_DIRECTIVE:_ Lay out each line of the rows below as a Markdown table with two columns, Number and Line. Give every line its own number and leave out any blank lines.

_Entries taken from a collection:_
────────
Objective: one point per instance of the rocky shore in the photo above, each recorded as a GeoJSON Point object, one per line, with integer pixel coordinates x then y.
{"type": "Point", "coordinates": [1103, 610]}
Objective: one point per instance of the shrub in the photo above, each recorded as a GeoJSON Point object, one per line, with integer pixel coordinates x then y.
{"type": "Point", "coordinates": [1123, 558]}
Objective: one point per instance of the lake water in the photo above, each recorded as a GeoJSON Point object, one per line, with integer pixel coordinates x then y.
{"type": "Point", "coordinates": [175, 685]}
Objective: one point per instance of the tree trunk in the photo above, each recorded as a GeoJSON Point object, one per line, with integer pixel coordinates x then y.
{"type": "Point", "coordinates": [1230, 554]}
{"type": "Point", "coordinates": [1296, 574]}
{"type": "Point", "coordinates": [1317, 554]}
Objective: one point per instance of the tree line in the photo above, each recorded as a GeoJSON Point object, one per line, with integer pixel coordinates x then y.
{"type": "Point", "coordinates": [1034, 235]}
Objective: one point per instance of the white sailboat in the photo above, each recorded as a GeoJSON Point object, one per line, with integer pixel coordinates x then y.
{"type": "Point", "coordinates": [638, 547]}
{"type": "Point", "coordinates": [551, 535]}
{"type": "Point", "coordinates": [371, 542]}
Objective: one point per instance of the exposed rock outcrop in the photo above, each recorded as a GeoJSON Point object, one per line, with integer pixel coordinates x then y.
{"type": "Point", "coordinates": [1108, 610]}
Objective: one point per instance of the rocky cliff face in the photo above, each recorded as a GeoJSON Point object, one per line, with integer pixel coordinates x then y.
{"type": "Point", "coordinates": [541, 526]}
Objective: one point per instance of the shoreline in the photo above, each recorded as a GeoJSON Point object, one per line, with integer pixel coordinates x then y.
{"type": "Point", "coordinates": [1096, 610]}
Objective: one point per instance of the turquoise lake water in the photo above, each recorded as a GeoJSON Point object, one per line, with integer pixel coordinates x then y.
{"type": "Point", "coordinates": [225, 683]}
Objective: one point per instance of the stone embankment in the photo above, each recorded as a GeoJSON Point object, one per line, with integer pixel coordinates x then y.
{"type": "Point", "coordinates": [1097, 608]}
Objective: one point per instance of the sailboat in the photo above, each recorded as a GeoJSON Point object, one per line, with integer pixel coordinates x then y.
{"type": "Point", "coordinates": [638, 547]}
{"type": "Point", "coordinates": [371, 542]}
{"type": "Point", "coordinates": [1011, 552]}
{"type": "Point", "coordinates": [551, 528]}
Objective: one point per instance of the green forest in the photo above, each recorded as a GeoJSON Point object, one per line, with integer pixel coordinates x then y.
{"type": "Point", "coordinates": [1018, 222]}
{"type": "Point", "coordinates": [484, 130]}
────────
_ANSWER TO THE PROBLEM:_
| Number | Line |
|---|---|
| 1 | Objective: one point per instance of the rocky shore in the photo above, each recorded as a GeoJSON Point object, one per line, with integer pixel coordinates x then y. |
| 2 | {"type": "Point", "coordinates": [1103, 610]} |
| 3 | Objective: one point per instance of the shrub in the photo above, each recorded as a GeoJSON Point object, one per line, with integer pixel coordinates x then y. |
| 4 | {"type": "Point", "coordinates": [1123, 558]} |
| 5 | Objective: one point per instance of the lake water in the photo above, each recorded as a GeoJSON Point object, one per line, with integer pixel coordinates x then y. |
| 6 | {"type": "Point", "coordinates": [175, 685]} |
| 7 | Objective: one point per instance of the tree trunk in the photo above, each recorded as a GeoJSON Point object, one per line, with integer pixel coordinates x then y. |
| 8 | {"type": "Point", "coordinates": [1230, 554]} |
| 9 | {"type": "Point", "coordinates": [1296, 574]} |
| 10 | {"type": "Point", "coordinates": [1317, 554]} |
| 11 | Objective: one point per instance of the tree line in the photo above, each recorded as a GeoJSON Point object, one per line, with integer pixel coordinates x then y. |
| 12 | {"type": "Point", "coordinates": [1034, 235]} |
| 13 | Objective: one point per instance of the white sailboat in the photo above, each recorded as a GeoJSON Point object, one per line, with integer pixel coordinates x then y. |
| 14 | {"type": "Point", "coordinates": [638, 547]} |
| 15 | {"type": "Point", "coordinates": [551, 535]} |
| 16 | {"type": "Point", "coordinates": [371, 542]} |
| 17 | Objective: one point per instance of the exposed rock outcrop in the photo above, each recorded as a GeoJSON Point object, one per line, with integer pixel coordinates x then y. |
| 18 | {"type": "Point", "coordinates": [1108, 610]} |
| 19 | Objective: one point per instance of the rocky cliff face in the photo above, each recorded as a GeoJSON Point object, one per line, with integer pixel coordinates x then y. |
| 20 | {"type": "Point", "coordinates": [541, 526]} |
| 21 | Objective: one point per instance of the shoreline in the photo above, each recorded as a GeoJSON Point object, one per line, with integer pixel coordinates x then y. |
| 22 | {"type": "Point", "coordinates": [1096, 610]} |
| 23 | Objective: one point per instance of the turquoise lake water in the photo above, each recorded as a GeoJSON Point object, one per line, with integer pixel coordinates x then y. |
| 24 | {"type": "Point", "coordinates": [225, 683]} |
| 25 | Objective: one point per instance of the stone embankment in the photo above, each recorded as a GeoJSON Point object, one per line, with integer pixel coordinates x then y. |
| 26 | {"type": "Point", "coordinates": [1097, 608]} |
| 27 | Objective: one point per instance of the sailboat in the photo above, each recorded as a GeoJSON Point object, one per line, with integer pixel coordinates x then y. |
| 28 | {"type": "Point", "coordinates": [638, 547]} |
| 29 | {"type": "Point", "coordinates": [371, 542]} |
| 30 | {"type": "Point", "coordinates": [1011, 552]} |
| 31 | {"type": "Point", "coordinates": [551, 528]} |
| 32 | Objective: one point per instance of the green forest in the photo above, each recorded as a GeoJSON Point object, one per line, with integer pixel coordinates x then y. |
| 33 | {"type": "Point", "coordinates": [1018, 222]} |
| 34 | {"type": "Point", "coordinates": [484, 130]} |